======== Records shown
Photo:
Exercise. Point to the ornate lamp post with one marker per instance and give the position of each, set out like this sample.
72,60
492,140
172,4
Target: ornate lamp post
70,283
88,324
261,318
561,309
================
Nothing is to be altered; retype each entry exactly.

Photo:
Exercise. Point to the ornate lamp post with one marker per instance and give the position of each, set out like this sample.
72,60
492,140
172,4
Target: ornate lamp post
70,283
88,324
261,318
561,309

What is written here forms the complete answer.